start SUPPLIED PASSAGE

# Predicting Molecular Properties using Machine Learning Models on the QM9 Dataset

## Research Question:
- Can we accurately predict quantum chemical properties of molecules using classical machine learning models like Random Forest and XGBoost, and improve perfomance through feature transfer from neural network-based embeddings?

## Project Objectives:
### Develop Predictive Models:
- Use Random Forest and XGBoost algorithms to predict molecular properties from the QM9 dataset.
### Target Key Properties:
Focus on predicting critical quantum molecular properties, including:
- HOMO-LUMO gap
- Dipole moment
- Atomization energy
### Leverage QM9 Dataset:
- Utilize the standardized and widely accepted QM9 dataset for training and evaluation.
### Incorporate Feature Transfer:
- Enhance tabular input with abstract representations inspired by neural networks such as SchNet or PhysNet.
### Bridge ML Paradigms:
- Integrate traditional machine learning with representation learning to improve model performance.
### Evaluate Model Performance:
- Benchmark models using appropriate metrics (e.g., MAE, RMSE) to assess prediction accuracy and generalization.


## Motivation and Significance:
### 1. Reduce Computational Costs:
- Density Functional Theory (DFT) calculations are resource-intensive—machine learning offers a faster alternative.

end SUPPLIED PASSAGE

## SET PROBLEM A
Echo the QM9 project description word for word, between "# Predicting Molecular" and "neural network-based embeddings?", inclusive.
The project text and the records that follow it have no connection to each other.

start DATASET CONTENT

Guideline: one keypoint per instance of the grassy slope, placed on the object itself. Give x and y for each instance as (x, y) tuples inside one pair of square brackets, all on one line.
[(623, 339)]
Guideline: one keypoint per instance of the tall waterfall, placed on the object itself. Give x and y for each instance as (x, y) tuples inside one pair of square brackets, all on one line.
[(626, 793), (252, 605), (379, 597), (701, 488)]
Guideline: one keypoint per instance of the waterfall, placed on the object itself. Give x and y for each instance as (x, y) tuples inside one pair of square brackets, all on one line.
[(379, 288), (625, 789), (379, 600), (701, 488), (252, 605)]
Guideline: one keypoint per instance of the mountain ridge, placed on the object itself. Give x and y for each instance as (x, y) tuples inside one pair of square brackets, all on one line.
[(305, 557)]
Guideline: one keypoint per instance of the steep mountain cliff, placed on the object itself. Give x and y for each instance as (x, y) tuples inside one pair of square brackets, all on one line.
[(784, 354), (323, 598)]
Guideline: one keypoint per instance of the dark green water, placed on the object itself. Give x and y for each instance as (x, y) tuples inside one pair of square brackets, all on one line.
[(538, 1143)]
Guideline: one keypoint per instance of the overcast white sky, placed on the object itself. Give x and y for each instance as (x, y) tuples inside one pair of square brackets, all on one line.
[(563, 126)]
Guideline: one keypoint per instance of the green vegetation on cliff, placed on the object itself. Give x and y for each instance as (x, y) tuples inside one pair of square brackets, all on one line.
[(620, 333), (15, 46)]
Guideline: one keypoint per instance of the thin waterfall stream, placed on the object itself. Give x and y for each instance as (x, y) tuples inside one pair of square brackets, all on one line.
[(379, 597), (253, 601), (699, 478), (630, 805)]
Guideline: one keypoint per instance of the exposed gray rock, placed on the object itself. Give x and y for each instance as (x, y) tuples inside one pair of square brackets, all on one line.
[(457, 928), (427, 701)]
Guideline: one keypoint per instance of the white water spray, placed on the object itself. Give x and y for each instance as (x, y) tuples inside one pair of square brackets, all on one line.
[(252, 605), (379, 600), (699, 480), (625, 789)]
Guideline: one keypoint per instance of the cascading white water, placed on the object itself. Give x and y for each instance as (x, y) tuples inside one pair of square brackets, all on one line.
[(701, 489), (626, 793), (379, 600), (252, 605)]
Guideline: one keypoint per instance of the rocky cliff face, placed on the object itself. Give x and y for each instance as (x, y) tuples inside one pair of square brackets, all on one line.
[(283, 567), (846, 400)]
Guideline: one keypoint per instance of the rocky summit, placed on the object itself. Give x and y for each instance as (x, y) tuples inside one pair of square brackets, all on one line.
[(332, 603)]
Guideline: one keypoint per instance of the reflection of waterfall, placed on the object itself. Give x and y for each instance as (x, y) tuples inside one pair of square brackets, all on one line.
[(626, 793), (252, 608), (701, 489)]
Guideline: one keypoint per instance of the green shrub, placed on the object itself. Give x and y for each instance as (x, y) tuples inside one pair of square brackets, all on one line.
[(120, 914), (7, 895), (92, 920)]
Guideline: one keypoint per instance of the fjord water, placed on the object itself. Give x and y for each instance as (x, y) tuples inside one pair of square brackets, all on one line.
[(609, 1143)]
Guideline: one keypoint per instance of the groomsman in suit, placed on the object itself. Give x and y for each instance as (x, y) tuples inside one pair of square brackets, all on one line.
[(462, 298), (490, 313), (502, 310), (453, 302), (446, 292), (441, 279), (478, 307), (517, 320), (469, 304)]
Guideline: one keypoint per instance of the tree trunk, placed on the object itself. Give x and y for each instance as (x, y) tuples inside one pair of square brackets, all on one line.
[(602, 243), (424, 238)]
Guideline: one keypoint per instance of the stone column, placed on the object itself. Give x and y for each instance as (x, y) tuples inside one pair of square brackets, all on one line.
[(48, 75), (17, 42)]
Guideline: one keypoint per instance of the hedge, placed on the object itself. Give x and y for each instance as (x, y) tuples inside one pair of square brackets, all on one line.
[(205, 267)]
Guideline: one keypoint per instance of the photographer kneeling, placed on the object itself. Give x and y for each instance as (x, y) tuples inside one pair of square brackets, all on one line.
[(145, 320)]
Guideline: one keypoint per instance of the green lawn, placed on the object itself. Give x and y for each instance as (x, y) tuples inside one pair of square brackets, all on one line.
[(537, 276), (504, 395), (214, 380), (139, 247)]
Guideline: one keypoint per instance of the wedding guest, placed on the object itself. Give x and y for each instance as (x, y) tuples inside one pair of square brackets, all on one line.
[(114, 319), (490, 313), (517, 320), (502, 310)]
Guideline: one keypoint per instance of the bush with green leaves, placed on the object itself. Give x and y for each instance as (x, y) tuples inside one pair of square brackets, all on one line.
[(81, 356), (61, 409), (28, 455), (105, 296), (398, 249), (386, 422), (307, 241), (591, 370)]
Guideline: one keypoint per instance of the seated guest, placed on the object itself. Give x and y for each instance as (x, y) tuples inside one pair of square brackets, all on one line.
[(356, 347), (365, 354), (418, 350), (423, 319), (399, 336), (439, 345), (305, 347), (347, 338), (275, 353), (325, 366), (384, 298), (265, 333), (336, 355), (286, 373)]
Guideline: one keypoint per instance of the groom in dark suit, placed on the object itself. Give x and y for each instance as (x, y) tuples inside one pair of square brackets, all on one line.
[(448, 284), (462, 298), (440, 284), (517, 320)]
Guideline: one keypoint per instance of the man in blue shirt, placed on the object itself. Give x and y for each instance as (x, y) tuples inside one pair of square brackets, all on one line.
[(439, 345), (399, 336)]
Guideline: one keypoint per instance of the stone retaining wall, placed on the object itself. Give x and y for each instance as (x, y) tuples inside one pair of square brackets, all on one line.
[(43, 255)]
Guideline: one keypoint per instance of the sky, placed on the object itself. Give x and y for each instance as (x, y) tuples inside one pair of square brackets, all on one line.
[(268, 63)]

end DATASET CONTENT

## SET PROBLEM B
In the records, duplicate the lines between the line holding "Guideline: one keypoint per instance of the mountain" and the line holding "[(784, 354), (323, 598)]", inclusive, character for character.

## CORRECT ANSWER A
# Predicting Molecular Properties using Machine Learning Models on the QM9 Dataset

## Research Question:
- Can we accurately predict quantum chemical properties of molecules using classical machine learning models like Random Forest and XGBoost, and improve perfomance through feature transfer from neural network-based embeddings?

## CORRECT ANSWER B
Guideline: one keypoint per instance of the mountain ridge, placed on the object itself. Give x and y for each instance as (x, y) tuples inside one pair of square brackets, all on one line.
[(305, 557)]
Guideline: one keypoint per instance of the steep mountain cliff, placed on the object itself. Give x and y for each instance as (x, y) tuples inside one pair of square brackets, all on one line.
[(784, 354), (323, 598)]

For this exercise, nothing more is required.